### Required task:
Please show every line of the items below that contains the word "cone".
## begin Record excerpts
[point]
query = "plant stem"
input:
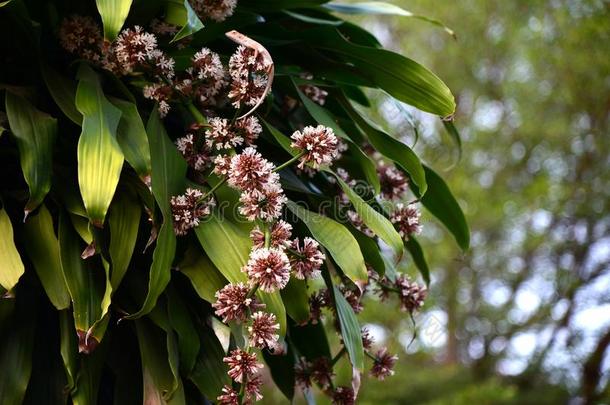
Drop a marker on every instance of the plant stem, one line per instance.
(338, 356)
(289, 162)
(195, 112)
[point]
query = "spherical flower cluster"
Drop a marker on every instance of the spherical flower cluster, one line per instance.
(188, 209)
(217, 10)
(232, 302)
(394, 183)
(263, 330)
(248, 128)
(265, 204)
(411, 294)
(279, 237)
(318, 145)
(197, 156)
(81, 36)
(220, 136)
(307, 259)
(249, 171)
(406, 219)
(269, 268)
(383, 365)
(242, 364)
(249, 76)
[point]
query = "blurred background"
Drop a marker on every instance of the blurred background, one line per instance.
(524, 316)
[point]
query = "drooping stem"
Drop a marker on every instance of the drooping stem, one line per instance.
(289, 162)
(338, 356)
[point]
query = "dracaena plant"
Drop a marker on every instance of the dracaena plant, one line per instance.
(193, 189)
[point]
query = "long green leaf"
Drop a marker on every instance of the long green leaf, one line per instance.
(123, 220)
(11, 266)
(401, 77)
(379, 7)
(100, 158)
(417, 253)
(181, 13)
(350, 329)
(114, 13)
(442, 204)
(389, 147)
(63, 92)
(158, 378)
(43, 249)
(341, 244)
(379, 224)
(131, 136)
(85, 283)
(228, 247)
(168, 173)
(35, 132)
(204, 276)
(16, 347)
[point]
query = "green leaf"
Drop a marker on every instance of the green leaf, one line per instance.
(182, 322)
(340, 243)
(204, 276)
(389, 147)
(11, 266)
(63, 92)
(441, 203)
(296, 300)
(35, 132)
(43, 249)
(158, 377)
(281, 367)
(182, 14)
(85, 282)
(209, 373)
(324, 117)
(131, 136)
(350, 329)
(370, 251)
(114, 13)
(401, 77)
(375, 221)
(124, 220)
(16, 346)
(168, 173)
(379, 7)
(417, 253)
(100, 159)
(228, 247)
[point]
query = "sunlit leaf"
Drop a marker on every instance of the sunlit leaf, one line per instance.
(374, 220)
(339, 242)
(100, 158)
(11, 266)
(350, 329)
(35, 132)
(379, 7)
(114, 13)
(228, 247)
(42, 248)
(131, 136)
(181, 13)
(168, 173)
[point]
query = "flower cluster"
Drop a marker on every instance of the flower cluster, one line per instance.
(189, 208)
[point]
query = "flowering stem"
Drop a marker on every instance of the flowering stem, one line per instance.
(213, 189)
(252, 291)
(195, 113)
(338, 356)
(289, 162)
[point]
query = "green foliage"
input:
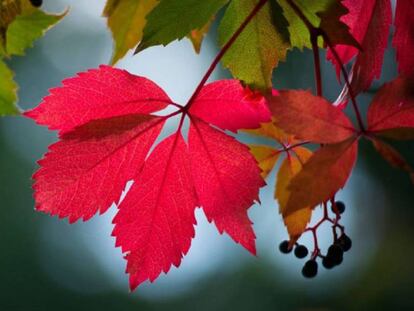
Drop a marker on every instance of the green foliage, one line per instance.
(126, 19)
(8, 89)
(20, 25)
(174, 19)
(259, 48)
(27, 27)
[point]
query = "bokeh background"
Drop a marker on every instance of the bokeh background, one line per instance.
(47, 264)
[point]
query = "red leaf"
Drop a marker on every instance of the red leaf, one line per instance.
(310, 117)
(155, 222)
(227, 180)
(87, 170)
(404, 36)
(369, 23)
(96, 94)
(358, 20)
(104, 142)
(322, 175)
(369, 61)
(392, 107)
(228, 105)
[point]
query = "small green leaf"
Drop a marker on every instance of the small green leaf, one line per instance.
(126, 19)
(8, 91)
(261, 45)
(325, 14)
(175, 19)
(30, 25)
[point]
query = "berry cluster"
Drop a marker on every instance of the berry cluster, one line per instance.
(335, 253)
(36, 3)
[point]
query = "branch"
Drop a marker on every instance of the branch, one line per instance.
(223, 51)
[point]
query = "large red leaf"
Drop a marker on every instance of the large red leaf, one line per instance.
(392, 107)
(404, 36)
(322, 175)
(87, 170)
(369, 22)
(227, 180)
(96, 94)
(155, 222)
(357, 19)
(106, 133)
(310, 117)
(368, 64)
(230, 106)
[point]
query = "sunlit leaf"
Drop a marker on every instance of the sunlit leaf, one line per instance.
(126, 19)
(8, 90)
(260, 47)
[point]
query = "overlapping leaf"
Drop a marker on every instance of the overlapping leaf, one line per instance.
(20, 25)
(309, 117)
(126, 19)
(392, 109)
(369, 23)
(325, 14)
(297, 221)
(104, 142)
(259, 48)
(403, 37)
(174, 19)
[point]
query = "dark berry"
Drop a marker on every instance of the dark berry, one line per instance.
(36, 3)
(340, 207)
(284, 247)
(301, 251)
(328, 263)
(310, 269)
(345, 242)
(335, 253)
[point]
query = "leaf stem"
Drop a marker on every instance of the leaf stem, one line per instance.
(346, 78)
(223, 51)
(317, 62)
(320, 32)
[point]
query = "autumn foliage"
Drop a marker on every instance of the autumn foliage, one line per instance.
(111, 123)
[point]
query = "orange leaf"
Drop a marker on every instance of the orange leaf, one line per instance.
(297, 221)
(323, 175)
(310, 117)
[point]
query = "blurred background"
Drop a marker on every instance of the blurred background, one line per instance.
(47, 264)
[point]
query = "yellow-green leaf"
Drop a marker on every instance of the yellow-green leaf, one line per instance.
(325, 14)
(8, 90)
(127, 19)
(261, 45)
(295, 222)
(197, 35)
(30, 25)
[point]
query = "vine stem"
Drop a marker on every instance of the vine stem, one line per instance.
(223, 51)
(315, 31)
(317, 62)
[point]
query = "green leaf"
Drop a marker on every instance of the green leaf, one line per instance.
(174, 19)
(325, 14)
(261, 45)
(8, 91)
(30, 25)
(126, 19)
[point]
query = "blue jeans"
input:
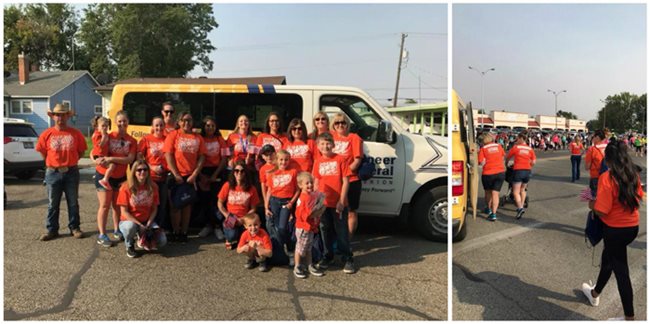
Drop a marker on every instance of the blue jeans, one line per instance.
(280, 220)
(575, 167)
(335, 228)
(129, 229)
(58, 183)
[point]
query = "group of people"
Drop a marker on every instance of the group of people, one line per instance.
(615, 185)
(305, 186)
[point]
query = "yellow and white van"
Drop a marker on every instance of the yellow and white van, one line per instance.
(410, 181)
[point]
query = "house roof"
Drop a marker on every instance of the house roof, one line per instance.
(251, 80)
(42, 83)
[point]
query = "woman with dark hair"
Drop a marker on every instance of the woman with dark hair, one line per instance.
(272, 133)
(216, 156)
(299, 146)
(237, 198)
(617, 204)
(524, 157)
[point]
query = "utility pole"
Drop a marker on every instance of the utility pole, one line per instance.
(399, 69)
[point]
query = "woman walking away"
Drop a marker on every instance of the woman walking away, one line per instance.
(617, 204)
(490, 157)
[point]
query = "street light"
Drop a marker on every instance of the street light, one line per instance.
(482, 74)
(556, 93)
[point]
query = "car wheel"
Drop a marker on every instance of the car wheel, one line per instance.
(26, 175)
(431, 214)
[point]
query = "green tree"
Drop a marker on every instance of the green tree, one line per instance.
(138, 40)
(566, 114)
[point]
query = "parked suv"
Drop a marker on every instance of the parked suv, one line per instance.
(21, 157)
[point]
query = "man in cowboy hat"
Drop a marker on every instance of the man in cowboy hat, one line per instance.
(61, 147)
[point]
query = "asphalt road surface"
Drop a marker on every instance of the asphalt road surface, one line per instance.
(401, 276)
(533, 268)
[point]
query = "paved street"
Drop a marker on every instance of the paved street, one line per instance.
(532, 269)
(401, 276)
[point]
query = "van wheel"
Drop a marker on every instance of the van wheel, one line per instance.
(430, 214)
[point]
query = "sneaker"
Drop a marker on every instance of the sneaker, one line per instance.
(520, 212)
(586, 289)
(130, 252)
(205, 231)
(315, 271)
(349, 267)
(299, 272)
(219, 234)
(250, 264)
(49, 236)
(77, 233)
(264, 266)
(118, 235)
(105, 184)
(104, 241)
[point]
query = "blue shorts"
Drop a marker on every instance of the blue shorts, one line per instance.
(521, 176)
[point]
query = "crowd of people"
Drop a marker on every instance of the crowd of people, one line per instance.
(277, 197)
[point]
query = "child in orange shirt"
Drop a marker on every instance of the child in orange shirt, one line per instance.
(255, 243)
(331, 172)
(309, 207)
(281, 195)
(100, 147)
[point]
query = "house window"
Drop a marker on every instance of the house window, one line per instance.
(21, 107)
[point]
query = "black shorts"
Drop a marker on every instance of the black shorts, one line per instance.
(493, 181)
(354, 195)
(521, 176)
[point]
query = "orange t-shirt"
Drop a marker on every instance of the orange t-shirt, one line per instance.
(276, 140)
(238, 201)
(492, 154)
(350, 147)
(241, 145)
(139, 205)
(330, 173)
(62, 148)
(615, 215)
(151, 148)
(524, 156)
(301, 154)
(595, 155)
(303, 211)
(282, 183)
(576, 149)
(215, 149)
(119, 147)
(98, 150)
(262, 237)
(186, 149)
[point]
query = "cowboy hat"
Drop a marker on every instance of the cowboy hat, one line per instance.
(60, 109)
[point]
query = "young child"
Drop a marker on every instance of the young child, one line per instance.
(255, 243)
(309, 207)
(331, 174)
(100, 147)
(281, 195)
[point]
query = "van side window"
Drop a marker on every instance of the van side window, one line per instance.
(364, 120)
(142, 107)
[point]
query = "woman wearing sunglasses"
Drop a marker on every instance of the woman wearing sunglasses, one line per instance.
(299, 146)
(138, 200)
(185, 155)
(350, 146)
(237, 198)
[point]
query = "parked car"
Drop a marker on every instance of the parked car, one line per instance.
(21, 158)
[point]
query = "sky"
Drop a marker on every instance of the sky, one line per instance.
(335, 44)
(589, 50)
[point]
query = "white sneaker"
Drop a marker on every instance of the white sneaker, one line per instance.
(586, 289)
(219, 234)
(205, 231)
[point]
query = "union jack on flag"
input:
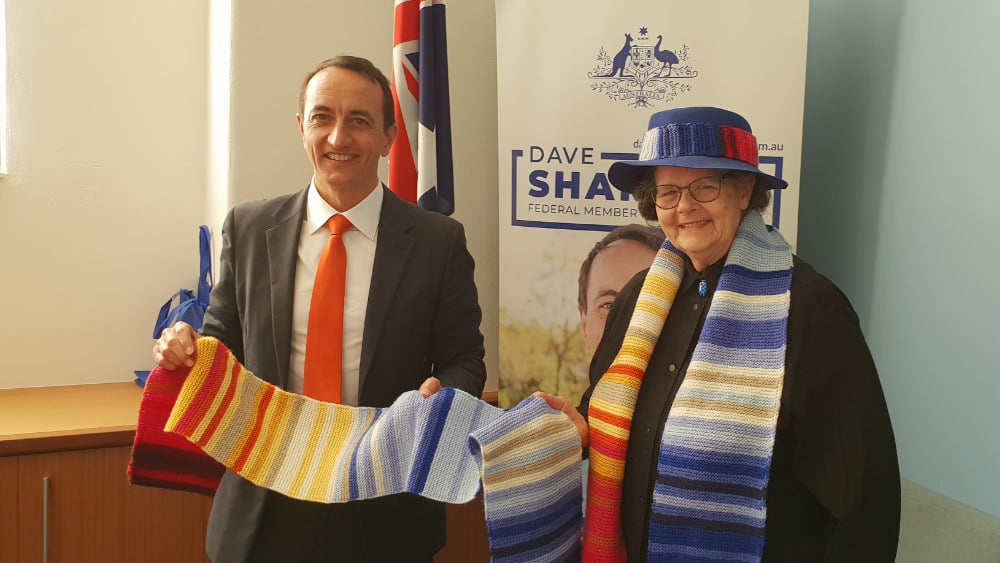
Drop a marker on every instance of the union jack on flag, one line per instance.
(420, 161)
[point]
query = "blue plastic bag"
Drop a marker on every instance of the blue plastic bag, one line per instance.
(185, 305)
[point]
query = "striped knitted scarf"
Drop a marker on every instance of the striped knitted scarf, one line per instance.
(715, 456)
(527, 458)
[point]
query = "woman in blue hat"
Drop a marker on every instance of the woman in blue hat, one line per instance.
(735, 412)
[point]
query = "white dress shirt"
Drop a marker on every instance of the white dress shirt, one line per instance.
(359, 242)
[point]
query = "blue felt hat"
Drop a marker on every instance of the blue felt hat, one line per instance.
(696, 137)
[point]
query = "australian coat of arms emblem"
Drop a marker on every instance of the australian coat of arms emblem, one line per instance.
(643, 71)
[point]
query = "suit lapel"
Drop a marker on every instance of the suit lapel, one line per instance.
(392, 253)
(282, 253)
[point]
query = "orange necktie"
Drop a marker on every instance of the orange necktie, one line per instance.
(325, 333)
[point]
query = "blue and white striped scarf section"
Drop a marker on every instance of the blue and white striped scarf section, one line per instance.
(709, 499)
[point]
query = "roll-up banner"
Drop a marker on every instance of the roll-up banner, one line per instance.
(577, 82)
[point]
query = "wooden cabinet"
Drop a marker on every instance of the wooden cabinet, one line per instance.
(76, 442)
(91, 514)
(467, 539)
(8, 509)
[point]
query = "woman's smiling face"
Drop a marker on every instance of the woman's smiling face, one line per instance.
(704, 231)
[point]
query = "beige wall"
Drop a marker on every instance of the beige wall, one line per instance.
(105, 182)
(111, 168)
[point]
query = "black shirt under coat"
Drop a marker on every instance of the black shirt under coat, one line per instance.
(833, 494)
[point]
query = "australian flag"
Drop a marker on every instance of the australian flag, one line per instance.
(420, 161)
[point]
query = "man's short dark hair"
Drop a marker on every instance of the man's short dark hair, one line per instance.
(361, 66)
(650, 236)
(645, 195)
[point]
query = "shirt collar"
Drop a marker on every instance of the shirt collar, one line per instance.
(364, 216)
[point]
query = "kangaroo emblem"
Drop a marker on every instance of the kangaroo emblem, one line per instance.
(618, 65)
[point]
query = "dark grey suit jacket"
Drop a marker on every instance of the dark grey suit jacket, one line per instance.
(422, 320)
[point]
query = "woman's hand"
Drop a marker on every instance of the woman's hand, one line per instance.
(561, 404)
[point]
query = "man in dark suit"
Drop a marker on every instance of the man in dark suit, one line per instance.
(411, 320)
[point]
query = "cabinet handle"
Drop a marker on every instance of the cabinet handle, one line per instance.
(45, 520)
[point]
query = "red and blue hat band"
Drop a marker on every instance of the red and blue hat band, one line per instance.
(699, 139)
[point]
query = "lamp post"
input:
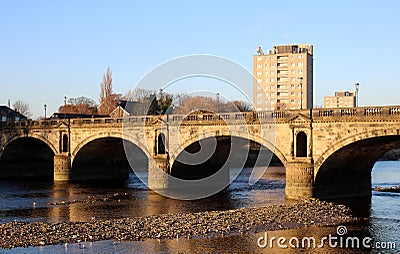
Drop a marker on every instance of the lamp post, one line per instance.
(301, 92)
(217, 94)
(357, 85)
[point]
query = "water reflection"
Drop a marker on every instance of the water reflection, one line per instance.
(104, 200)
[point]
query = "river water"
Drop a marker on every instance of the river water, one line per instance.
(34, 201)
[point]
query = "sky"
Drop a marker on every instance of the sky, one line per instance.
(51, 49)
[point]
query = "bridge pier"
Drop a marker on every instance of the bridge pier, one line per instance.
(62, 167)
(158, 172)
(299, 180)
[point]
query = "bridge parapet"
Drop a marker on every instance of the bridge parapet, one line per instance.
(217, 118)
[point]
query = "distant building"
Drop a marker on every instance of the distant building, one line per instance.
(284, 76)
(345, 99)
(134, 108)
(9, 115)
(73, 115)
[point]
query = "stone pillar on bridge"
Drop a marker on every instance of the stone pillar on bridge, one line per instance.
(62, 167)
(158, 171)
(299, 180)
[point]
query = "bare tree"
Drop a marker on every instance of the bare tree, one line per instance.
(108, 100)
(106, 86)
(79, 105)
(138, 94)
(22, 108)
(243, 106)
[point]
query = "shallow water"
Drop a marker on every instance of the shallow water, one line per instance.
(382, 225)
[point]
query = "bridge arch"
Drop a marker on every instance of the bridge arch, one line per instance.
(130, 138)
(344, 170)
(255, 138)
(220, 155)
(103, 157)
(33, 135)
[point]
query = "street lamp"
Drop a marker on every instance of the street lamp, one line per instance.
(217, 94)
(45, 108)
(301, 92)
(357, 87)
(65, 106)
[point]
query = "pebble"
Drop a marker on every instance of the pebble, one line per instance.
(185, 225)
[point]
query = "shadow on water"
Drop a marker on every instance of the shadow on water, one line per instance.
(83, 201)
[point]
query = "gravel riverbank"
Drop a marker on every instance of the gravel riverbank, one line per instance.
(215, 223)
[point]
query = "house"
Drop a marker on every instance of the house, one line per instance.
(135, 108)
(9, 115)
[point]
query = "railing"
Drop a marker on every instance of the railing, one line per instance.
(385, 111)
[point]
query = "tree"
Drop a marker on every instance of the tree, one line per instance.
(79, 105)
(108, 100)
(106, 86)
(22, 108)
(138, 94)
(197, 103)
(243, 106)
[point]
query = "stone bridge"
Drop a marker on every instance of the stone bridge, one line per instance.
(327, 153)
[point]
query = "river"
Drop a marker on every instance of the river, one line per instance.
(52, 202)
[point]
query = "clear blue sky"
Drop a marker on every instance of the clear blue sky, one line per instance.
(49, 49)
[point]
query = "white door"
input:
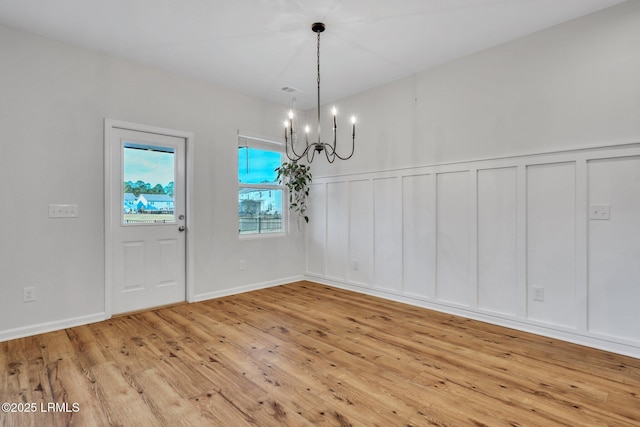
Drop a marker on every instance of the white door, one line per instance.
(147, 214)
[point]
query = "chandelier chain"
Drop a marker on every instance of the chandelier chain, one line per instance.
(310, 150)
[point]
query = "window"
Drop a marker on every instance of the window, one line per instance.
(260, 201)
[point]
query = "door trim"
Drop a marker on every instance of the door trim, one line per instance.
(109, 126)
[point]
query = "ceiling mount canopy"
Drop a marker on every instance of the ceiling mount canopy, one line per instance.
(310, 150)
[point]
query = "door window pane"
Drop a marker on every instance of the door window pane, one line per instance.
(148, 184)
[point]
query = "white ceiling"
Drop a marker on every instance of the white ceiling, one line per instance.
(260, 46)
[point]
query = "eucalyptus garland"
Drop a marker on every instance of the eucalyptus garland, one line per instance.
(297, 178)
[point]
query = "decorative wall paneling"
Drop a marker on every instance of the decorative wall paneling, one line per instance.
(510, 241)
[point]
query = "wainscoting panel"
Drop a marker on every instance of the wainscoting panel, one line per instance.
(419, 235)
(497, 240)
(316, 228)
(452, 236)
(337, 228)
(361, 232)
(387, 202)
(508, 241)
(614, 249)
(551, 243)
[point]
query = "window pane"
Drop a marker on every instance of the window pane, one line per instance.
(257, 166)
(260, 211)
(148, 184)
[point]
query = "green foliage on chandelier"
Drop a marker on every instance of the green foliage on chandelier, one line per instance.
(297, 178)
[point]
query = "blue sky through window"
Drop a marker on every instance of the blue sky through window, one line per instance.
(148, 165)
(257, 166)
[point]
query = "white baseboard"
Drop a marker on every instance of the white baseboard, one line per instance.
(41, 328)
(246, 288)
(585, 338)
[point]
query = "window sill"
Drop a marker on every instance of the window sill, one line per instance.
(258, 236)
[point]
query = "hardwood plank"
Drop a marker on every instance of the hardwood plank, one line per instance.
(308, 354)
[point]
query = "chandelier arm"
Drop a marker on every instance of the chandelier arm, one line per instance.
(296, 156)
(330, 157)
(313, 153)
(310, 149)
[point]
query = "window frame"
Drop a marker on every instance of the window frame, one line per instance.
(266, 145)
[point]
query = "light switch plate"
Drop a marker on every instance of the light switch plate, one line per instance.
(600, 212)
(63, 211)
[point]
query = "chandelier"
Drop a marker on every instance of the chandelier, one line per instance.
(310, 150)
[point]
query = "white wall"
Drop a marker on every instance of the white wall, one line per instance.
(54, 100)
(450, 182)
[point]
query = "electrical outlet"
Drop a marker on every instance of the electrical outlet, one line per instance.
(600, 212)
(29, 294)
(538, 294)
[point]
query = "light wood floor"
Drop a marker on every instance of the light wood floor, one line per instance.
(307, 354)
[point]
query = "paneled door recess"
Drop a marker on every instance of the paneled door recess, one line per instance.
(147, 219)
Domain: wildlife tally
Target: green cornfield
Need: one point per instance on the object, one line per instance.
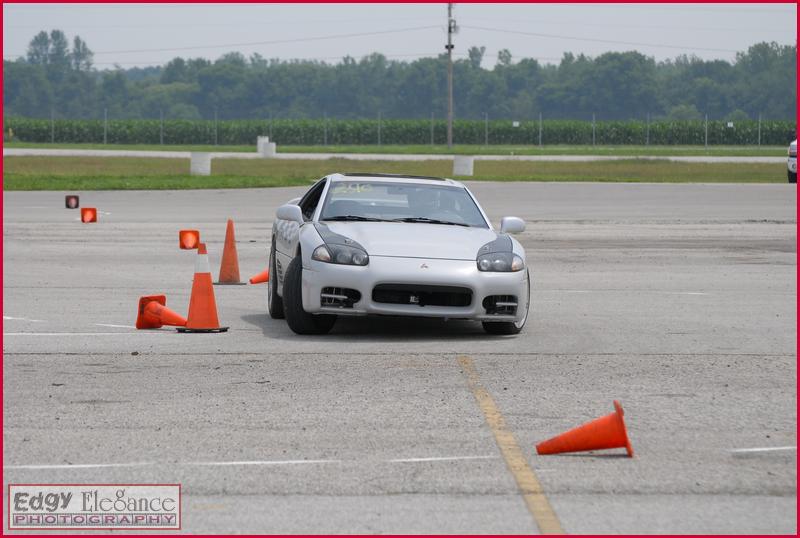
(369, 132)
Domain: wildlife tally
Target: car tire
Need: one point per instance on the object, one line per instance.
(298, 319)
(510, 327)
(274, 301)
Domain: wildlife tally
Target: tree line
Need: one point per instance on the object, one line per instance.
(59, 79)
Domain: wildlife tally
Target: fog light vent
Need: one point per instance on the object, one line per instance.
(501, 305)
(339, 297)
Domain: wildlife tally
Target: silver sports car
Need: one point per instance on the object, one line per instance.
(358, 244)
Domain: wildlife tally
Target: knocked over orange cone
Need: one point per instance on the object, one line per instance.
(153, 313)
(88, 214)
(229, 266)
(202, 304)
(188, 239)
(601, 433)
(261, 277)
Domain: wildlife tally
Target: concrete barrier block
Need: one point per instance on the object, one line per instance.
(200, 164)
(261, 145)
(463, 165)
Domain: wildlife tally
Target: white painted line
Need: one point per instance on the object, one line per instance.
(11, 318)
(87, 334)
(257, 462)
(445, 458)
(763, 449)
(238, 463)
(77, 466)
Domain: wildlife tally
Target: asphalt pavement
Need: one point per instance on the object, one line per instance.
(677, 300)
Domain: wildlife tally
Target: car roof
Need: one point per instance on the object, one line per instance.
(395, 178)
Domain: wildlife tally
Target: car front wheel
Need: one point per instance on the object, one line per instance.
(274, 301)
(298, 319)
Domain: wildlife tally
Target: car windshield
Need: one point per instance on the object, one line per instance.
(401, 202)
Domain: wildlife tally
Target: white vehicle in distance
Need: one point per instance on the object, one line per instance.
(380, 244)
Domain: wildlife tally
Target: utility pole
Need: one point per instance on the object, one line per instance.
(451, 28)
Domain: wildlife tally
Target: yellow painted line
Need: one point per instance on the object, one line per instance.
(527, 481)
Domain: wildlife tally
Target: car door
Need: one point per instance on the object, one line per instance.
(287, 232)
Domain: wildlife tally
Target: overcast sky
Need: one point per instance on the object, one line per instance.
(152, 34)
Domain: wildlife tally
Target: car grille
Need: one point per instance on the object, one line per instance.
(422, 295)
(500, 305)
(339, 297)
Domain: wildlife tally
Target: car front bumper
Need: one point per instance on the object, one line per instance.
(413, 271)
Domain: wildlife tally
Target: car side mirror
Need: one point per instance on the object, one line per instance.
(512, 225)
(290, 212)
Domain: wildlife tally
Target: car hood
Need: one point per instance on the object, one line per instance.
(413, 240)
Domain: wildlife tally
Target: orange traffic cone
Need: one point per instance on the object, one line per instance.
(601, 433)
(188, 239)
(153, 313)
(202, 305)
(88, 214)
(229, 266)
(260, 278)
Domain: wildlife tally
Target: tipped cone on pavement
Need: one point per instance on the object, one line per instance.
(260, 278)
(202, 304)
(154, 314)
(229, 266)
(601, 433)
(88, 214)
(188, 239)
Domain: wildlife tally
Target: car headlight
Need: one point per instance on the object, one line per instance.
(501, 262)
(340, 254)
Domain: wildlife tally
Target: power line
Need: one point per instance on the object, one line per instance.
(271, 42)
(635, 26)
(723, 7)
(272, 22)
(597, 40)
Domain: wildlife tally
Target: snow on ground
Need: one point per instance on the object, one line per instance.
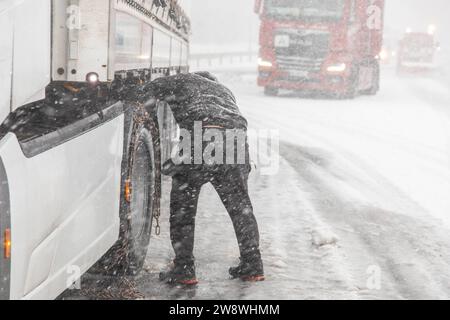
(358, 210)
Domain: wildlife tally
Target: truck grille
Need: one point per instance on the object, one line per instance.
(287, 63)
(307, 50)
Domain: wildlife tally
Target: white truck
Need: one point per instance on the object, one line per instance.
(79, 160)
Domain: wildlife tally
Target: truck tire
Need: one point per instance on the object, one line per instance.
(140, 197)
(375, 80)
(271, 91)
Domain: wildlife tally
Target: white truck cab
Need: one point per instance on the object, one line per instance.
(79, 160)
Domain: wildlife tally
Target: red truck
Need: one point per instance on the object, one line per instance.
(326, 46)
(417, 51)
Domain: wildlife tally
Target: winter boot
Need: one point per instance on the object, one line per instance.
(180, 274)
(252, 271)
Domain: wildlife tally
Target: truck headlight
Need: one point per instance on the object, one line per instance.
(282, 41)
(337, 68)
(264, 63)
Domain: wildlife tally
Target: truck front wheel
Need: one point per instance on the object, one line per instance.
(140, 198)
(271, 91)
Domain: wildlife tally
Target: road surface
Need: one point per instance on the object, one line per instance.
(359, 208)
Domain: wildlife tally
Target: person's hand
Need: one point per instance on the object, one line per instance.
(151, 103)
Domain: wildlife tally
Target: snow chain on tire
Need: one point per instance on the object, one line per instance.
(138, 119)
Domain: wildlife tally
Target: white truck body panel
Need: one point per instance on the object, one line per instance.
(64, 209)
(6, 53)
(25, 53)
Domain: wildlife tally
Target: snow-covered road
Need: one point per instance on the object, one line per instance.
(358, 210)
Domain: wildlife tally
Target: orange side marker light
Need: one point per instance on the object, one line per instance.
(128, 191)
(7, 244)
## end Record excerpts
### The output:
Target: knocked over orange cone
Target: orange traffic cone
Target: tipped cone on pavement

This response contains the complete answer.